-- WHAT IS BEING ASKED --
Copy the entries from the line containing "Every instance of the stone plaque" down through the line containing "<point>300,284</point>", substituting "dot" for "marker" and keeping everything else the same.

-- TASK INPUT --
►

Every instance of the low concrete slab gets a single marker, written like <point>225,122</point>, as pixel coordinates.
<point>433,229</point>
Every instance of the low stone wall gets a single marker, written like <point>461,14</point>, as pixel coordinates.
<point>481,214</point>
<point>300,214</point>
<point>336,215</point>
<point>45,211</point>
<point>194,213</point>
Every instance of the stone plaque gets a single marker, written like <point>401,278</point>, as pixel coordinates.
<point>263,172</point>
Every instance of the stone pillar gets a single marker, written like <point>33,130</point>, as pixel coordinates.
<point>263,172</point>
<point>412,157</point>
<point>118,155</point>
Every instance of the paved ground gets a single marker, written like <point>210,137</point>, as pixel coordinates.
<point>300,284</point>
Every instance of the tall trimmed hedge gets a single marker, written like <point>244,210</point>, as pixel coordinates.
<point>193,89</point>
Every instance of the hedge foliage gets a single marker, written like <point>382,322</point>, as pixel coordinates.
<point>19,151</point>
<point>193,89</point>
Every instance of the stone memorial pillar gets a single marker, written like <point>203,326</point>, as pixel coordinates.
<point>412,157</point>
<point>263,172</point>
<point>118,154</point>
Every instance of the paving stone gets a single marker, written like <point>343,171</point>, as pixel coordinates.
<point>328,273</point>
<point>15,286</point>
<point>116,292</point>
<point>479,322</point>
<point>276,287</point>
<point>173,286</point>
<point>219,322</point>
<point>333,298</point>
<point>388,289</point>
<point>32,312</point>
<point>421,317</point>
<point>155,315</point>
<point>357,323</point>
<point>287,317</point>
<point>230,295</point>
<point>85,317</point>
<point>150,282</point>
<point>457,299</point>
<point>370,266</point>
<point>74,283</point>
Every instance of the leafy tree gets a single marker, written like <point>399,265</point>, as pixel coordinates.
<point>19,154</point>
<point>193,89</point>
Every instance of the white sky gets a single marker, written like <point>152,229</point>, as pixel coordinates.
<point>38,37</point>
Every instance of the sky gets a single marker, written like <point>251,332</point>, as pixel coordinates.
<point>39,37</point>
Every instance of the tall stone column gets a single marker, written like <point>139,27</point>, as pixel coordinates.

◄

-- ANSWER --
Every instance of the stone plaque gets a single dot, written like <point>401,278</point>, as pixel coordinates.
<point>263,172</point>
Every instance of the stone pillar gets a single dot, written like <point>33,130</point>, as pixel coordinates.
<point>263,172</point>
<point>412,157</point>
<point>118,155</point>
Every instance of the paved ground gets a single dot, written like <point>210,137</point>, as pixel coordinates.
<point>300,284</point>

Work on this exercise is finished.